§ **EXERCISE**: Only the lines from the one containing "Objective — one point per instance of the mountain" through the last line below should be written out, exactly and with both ends kept.

§ **DATA FOR ANALYSIS**:
########################################
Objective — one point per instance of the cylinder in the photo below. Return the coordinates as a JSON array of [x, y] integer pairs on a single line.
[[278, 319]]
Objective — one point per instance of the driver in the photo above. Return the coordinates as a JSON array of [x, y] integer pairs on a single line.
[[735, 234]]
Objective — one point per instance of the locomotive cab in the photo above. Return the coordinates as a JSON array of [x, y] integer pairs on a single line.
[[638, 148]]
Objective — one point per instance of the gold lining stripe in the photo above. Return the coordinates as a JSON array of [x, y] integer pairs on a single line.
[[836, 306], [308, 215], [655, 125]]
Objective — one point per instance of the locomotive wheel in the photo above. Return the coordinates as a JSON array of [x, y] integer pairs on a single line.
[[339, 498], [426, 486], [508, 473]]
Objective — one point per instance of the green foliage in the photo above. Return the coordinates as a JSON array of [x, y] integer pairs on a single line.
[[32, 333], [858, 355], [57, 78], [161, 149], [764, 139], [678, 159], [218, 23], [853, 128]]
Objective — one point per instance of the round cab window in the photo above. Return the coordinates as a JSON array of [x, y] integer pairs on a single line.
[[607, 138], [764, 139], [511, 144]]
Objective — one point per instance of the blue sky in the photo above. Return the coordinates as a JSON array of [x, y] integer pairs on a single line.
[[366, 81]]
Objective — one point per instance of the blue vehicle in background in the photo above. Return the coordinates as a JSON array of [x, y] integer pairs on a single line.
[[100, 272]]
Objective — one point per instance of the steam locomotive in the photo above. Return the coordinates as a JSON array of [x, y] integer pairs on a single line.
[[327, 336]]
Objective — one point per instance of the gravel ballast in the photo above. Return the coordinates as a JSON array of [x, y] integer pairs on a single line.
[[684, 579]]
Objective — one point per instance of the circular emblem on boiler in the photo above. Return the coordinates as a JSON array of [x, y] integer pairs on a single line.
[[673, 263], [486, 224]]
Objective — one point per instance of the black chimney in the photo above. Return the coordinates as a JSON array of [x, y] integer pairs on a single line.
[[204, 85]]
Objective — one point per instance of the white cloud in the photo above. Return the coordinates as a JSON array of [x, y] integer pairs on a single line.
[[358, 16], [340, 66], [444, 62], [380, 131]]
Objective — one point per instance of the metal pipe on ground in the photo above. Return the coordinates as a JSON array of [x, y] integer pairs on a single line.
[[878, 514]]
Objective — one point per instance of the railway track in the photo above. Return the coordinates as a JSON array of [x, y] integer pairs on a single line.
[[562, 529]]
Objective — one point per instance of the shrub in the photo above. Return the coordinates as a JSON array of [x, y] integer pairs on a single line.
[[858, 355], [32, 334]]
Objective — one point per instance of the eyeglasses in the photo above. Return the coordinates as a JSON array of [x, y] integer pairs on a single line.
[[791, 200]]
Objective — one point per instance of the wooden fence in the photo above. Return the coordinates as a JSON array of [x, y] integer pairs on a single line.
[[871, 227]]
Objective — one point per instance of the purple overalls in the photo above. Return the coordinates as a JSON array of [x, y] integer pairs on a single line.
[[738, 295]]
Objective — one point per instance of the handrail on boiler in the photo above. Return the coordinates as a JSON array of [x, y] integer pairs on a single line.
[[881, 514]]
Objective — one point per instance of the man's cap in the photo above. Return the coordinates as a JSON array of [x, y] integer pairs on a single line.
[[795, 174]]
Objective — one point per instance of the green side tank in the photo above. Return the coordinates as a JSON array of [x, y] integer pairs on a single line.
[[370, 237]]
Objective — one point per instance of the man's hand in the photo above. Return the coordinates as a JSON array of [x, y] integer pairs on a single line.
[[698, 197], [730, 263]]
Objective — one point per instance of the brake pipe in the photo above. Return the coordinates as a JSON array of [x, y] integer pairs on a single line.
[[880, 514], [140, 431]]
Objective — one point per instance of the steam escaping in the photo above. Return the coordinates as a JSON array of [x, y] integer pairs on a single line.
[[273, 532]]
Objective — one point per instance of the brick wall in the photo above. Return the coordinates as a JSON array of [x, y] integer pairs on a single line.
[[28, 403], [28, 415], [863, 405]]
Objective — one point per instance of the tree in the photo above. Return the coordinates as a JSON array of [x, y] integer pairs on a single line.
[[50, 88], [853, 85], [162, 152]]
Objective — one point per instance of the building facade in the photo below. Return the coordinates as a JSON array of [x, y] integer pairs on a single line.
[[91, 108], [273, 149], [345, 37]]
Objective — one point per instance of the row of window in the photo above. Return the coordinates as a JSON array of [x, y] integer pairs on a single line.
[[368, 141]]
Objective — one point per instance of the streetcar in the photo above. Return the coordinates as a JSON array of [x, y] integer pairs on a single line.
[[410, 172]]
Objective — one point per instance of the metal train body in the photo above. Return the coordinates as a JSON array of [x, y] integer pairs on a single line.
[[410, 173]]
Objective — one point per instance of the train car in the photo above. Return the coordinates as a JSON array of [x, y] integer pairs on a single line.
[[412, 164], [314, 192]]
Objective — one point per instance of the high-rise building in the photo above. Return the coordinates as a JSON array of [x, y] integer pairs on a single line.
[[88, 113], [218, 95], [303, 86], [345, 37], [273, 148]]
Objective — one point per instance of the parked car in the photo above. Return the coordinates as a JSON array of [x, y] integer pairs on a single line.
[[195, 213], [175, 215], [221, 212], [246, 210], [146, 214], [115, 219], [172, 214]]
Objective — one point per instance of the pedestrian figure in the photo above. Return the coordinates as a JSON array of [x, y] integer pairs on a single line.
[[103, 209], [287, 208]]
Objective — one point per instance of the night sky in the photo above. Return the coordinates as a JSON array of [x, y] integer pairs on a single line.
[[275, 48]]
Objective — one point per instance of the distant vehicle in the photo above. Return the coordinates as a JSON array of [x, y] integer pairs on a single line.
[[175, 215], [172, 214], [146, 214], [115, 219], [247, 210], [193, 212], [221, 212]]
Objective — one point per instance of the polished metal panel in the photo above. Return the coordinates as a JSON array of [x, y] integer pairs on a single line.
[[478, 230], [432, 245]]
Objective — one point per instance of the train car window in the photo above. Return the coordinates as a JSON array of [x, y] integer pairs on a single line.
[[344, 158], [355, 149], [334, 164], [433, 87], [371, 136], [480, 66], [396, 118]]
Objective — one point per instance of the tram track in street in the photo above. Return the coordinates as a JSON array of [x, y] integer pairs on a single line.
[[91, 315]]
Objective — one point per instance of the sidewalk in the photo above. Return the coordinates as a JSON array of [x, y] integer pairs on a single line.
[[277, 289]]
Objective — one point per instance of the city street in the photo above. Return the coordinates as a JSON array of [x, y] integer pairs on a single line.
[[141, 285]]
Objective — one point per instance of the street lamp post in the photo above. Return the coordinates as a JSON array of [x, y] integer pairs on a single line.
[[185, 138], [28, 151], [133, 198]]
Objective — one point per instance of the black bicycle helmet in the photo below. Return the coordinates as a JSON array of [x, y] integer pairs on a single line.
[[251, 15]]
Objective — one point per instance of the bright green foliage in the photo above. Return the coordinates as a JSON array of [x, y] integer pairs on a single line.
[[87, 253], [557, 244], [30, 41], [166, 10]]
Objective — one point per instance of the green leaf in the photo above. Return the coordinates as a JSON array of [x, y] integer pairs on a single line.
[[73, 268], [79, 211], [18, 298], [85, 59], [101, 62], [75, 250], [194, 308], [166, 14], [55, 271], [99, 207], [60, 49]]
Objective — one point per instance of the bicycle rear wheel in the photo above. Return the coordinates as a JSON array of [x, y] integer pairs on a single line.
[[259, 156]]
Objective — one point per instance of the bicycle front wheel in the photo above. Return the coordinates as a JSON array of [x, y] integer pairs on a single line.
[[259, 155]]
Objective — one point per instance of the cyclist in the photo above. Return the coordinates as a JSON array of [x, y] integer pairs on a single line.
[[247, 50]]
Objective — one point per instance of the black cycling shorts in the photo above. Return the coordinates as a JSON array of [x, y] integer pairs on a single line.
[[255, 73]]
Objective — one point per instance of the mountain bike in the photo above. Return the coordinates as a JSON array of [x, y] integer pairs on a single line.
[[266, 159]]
########################################
§ **RESPONSE BELOW**:
Objective — one point per instance of the mountain bike in the photo above. Return the coordinates as a JSON array of [x, y] integer pairs on a single line.
[[266, 159]]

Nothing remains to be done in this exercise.